- _DIRECTIONS FOR THIS TASK_:
Omit the pictures and return every entry exactly as written.

--------------------

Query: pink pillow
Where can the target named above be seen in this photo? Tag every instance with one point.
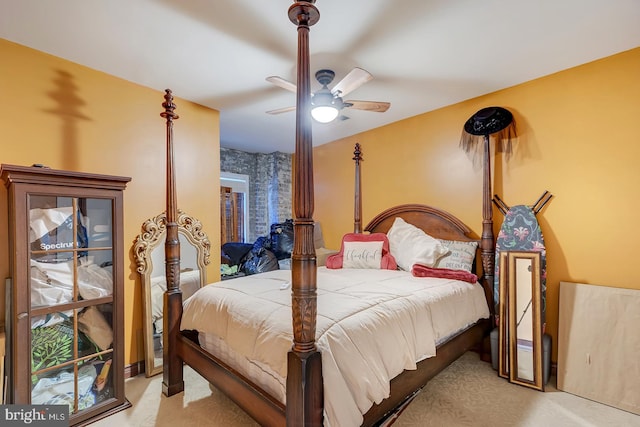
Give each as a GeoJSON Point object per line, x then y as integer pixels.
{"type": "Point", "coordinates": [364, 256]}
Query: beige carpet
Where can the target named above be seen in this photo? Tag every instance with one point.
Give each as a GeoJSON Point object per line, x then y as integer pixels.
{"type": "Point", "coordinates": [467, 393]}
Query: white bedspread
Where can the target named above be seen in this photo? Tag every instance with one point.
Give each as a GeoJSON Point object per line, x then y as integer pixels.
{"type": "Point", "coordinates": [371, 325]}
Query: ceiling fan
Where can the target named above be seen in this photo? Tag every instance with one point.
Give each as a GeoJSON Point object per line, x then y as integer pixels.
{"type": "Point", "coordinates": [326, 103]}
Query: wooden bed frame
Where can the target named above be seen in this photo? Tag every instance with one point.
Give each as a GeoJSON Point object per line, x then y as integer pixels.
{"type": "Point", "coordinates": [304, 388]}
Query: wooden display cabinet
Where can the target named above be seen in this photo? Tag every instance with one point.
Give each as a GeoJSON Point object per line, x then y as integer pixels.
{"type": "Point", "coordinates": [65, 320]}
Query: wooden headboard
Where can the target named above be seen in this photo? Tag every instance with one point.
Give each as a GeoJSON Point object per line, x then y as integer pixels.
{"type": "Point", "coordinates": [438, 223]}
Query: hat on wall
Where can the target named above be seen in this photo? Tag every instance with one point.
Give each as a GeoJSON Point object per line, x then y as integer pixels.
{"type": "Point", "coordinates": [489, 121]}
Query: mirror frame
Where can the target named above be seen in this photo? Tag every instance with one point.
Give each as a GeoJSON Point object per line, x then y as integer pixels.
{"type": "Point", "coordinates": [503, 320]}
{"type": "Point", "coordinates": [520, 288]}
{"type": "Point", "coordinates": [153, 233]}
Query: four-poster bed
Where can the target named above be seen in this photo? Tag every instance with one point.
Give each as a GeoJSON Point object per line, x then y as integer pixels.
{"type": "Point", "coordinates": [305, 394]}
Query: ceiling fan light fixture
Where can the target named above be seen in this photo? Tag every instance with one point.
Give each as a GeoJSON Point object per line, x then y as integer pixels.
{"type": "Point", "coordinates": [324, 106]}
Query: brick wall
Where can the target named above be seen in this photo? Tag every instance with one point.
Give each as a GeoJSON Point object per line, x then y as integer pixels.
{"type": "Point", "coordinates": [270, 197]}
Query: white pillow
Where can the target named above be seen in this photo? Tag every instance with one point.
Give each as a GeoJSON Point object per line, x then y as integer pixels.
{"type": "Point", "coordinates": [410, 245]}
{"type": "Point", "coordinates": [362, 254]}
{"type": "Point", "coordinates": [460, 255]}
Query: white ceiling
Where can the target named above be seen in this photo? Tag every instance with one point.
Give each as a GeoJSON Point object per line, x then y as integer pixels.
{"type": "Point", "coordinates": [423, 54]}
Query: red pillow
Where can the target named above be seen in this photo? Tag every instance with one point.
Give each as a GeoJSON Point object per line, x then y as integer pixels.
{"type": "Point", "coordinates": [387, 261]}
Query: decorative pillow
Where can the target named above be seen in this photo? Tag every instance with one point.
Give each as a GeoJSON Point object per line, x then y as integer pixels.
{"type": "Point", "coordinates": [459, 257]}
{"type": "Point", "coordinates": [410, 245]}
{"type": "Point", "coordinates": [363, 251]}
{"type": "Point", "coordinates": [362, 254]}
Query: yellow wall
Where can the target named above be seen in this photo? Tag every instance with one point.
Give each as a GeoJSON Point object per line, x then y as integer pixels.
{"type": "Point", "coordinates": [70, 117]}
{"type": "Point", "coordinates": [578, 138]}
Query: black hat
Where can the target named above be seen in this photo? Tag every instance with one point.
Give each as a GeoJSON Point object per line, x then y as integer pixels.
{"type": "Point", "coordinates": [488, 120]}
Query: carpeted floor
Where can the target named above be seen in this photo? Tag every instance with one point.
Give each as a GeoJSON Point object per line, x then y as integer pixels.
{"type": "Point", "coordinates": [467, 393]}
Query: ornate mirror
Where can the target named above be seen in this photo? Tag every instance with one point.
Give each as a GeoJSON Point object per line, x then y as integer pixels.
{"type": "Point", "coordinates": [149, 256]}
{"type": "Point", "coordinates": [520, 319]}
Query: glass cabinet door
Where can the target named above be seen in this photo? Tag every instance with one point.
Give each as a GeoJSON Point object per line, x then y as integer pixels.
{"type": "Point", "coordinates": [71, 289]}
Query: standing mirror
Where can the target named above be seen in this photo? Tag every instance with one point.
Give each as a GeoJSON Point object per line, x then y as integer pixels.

--------------------

- _EXERCISE RESPONSE_:
Query: pink pillow
Where can the target named above be seen in this photo? Tag every instance with one point.
Give each as a GeoJSON Point object per line, x then y as integer pixels.
{"type": "Point", "coordinates": [364, 256]}
Query: beige carpet
Where can the target named above be seen in this photo? Tag every instance with one point.
Give each as a GeoJSON Point object per line, x then y as integer pixels.
{"type": "Point", "coordinates": [467, 393]}
Query: white bedspread
Where can the target named above be seen in this photo? Tag every instance with one point.
Give each as a GeoJSON Point object per line, x then y as integer pixels.
{"type": "Point", "coordinates": [371, 325]}
Query: ceiling fan
Where can the target named above be seen in this photo? Tag every instance with one point.
Give each as a GeoJSON Point object per line, x then y as integer pixels.
{"type": "Point", "coordinates": [326, 103]}
Query: wooden bed frame
Where can the target named above be seen in this photo? Tag every instance with one point.
Give each as a GeoJSON Point object per line, x then y as integer pixels.
{"type": "Point", "coordinates": [304, 388]}
Query: wooden display cabinet
Where can the target named above be seen in this photo? Tag every instance with one point.
Give each as a GeoJSON Point object per line, x then y as integer pixels.
{"type": "Point", "coordinates": [65, 320]}
Query: wooden headboard
Where can the target named above be seen in this photo? Tag every instance with one point.
Give each as a GeoJSON Point object per line, x then y as integer pixels.
{"type": "Point", "coordinates": [438, 223]}
Query: hat on wall
Where can the target named above be seen in this photo? Tag every instance with one point.
Give each as a GeoJSON Point object per line, x then y as integer pixels.
{"type": "Point", "coordinates": [489, 121]}
Query: mirror frame
Where can the target named above be seen in this photo? Tag every instance with one point.
Give each as a GeoJSON Point object per line, x then y as integer pixels.
{"type": "Point", "coordinates": [503, 320]}
{"type": "Point", "coordinates": [520, 288]}
{"type": "Point", "coordinates": [153, 233]}
Query: four-poster bed
Where can the target named above be seen in this photo? Tag every instance with one point.
Give each as a GeoJSON Point object per line, x then y as integer pixels.
{"type": "Point", "coordinates": [305, 394]}
Query: ceiling fan light fixture
Where can the target named above be seen in this photo? Tag every instance with one point.
Give each as a GeoJSON Point object per line, x then y as integer pixels.
{"type": "Point", "coordinates": [324, 106]}
Query: brick wall
Where can the target named above be seen in this photo? Tag every instance with one point.
Give each as a GeoJSON Point object per line, x then y as integer pixels.
{"type": "Point", "coordinates": [270, 197]}
Query: white pillow
Where can the target named above be seen in this photo? Tag every instance with one point.
Give each as a GeoJSON Point object per line, x then y as integer pixels.
{"type": "Point", "coordinates": [410, 245]}
{"type": "Point", "coordinates": [362, 254]}
{"type": "Point", "coordinates": [460, 255]}
Query: white ceiling
Where can the target named above be seen in this photo? Tag every instance with one point.
Give each as a GeoJSON Point object per line, x then y as integer pixels.
{"type": "Point", "coordinates": [423, 54]}
Query: red pillow
Where can the target named above be seen in this photo? Tag every instance with one point.
Give each as a GeoJSON Point object per line, x then y as integer pixels.
{"type": "Point", "coordinates": [387, 261]}
Query: decorative pillow
Where can the target named above be seen in this photo? Tag every instance with one point.
Give each as a GeoJSON Point object per line, x then y as integer pixels.
{"type": "Point", "coordinates": [459, 257]}
{"type": "Point", "coordinates": [410, 245]}
{"type": "Point", "coordinates": [363, 251]}
{"type": "Point", "coordinates": [362, 254]}
Query: yellow wall
Where can the target named above be seen in this photo? Tag every instance with one point.
Give each as a GeoJSON Point object per line, x then y as integer pixels.
{"type": "Point", "coordinates": [70, 117]}
{"type": "Point", "coordinates": [578, 138]}
Query: black hat
Where can the target named above be seen in this photo? Tag every instance with one point.
Give each as a GeoJSON Point object per line, x then y as integer pixels.
{"type": "Point", "coordinates": [488, 120]}
Query: carpeted floor
Where can the target named above be seen in this photo? Tag every instance with one point.
Give each as a GeoJSON Point object per line, x then y as integer pixels.
{"type": "Point", "coordinates": [467, 393]}
Query: ornate mirror
Where can the target named above be seen in this photo? Tag every instance with one point.
Give each as a GeoJSON Point object per line, x then y as integer pixels.
{"type": "Point", "coordinates": [149, 256]}
{"type": "Point", "coordinates": [520, 319]}
Query: glass cabinet door
Where can the target named above be seen in this photo? Tag every instance with one point.
Give each as a GeoJSON Point object per line, x then y as integer pixels.
{"type": "Point", "coordinates": [71, 289]}
Query: standing mirror
Where can the target named above be seen in this photo? Tag every instance with one point.
Give each as a GeoJSON Point object per line, x then y as integer pixels.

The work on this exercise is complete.